## SELECTED EXCERPT
________________________________________
Death, Taxes … and Breach Reporting

It is said that the only two certainties in life are death and taxes. If you are a HIPAA covered entity, you can add reporting breaches of unsecured protected health information (PHI) to the Department of Health and Human Services (HHS), Office for Civil Rights (OCR). For breaches involving less than 500 individuals, the Breach Notification Rule requires a covered entity to submit information to HHS at least annually through OCR’s breach reporting portal on the HHS website. For the 2016 calendar year the deadline for reporting breaches affecting fewer than 500 individuals is March 1, 2017

Since 2015, OCR requires specific information about a covered entity’s “under 500 breaches,” much like reporting of larger breaches. Each breach incident reported through the OCR breach portal requires supplying information including details about when the breach incident was discovered, when notifications to individuals were made, the root causes of the breach incident and steps the covered entity has taken to mitigate another occurrence.
________________________________________
## RECORDED DATA
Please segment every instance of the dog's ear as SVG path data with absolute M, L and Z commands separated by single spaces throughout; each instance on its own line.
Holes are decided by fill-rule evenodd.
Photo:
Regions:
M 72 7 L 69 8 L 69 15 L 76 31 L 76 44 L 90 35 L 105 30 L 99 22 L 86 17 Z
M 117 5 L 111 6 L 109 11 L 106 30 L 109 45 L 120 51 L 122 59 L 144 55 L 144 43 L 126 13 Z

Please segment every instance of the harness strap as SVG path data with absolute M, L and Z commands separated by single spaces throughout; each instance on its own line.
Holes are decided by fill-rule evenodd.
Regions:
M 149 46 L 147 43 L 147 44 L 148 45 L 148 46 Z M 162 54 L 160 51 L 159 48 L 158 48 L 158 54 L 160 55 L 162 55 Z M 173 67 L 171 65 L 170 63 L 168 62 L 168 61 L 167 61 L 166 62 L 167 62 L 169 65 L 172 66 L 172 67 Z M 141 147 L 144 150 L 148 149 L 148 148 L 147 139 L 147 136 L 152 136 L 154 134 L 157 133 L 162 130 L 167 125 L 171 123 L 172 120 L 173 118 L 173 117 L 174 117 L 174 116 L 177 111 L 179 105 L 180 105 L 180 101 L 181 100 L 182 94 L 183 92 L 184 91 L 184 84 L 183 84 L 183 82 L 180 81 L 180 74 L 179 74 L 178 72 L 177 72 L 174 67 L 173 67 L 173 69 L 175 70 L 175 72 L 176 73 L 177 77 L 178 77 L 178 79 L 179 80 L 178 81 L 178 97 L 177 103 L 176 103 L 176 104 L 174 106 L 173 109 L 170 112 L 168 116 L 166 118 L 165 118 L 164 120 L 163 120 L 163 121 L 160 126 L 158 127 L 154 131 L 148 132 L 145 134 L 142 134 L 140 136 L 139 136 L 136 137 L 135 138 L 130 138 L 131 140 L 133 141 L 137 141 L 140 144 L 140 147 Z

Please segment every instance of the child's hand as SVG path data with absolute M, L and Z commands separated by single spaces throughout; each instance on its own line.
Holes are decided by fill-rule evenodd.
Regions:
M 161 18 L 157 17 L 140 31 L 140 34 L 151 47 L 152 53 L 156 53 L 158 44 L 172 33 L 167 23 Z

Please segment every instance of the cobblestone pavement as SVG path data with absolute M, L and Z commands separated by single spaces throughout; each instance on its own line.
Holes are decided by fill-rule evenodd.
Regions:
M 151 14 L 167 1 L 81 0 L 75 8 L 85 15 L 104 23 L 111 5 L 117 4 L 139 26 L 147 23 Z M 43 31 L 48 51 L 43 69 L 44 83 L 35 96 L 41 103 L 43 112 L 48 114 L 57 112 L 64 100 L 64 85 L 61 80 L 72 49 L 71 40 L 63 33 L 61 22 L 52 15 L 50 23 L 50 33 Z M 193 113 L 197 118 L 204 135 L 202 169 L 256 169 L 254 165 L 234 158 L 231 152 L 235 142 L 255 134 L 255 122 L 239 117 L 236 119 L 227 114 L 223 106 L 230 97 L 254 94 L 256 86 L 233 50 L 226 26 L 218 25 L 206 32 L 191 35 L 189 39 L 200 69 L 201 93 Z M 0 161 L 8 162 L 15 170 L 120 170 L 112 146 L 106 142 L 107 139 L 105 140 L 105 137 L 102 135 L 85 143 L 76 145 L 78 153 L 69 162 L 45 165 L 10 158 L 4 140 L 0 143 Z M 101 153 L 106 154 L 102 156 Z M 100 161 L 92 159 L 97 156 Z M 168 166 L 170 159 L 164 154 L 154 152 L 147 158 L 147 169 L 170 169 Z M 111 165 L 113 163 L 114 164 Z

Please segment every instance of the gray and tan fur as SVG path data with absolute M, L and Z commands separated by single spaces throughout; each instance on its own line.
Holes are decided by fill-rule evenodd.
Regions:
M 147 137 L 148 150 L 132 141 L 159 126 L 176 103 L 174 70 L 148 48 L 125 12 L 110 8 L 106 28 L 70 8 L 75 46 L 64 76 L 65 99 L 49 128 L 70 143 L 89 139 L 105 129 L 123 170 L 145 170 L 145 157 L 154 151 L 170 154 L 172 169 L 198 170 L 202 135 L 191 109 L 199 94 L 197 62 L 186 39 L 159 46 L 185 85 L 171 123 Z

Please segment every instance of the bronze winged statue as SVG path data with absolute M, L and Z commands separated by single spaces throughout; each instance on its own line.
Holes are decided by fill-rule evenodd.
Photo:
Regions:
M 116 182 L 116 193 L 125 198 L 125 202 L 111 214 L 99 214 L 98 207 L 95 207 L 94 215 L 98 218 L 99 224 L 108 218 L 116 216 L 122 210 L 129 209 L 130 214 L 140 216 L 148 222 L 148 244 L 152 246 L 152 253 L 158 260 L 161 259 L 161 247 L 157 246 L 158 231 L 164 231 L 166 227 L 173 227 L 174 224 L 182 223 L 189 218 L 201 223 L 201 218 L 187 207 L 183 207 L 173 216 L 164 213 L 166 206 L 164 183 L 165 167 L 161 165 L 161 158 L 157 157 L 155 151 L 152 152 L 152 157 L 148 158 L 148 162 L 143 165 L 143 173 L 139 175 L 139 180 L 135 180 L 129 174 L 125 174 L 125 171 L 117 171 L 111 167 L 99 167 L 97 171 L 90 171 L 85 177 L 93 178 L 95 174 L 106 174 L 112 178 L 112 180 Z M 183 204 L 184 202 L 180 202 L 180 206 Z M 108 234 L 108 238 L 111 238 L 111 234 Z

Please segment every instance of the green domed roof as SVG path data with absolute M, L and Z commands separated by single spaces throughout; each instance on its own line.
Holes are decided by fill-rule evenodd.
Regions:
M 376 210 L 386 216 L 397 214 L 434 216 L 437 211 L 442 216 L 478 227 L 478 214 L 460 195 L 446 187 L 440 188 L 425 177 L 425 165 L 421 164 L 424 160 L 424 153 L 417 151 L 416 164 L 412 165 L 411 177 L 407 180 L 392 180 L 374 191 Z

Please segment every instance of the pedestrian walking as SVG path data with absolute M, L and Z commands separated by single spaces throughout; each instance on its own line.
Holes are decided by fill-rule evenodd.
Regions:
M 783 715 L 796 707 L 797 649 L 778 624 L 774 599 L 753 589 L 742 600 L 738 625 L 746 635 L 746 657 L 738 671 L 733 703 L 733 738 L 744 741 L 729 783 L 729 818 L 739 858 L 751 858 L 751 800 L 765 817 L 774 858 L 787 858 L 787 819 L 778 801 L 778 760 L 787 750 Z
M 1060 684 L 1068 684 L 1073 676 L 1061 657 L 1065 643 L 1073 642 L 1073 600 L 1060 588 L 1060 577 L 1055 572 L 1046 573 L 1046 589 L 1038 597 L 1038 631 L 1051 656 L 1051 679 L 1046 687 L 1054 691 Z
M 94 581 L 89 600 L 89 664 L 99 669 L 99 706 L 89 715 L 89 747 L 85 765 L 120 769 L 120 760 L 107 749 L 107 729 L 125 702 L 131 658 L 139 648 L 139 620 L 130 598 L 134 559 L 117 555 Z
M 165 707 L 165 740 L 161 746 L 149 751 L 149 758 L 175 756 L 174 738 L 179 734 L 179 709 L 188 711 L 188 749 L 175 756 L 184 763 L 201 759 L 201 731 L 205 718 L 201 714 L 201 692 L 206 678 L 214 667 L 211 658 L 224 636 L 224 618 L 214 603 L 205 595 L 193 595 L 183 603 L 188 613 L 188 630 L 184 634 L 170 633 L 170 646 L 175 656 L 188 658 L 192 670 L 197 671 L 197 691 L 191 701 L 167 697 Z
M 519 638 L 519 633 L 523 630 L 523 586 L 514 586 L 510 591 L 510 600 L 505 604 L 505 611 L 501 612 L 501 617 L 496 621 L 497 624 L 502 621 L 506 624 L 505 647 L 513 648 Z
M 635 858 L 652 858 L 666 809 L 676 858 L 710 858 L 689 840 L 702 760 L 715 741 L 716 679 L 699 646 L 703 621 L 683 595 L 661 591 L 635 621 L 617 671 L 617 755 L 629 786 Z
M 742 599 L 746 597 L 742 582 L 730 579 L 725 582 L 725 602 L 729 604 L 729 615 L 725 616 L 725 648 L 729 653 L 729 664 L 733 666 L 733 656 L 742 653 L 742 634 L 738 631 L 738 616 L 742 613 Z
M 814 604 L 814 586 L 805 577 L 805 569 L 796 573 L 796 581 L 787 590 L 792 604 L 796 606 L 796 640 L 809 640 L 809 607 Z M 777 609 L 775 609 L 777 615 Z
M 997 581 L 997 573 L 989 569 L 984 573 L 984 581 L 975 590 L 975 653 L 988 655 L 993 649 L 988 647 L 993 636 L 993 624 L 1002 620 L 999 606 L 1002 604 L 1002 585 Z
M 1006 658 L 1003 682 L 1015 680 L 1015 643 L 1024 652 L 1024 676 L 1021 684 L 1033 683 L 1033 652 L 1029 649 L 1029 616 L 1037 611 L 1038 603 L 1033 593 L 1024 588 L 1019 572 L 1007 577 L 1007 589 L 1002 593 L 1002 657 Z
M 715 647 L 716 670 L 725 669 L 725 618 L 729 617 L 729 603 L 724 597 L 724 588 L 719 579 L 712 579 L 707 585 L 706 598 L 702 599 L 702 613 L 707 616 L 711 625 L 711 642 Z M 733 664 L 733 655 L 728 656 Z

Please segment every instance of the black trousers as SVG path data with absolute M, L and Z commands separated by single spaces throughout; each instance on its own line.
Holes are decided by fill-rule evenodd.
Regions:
________________________________________
## EXERCISE DIRECTIONS
In the text on HIPAA breach reporting, what is the deadline for reporting breaches from the 2016 calendar year that affect fewer than 500 individuals?

## EXERCISE ANSWER
March 1, 2017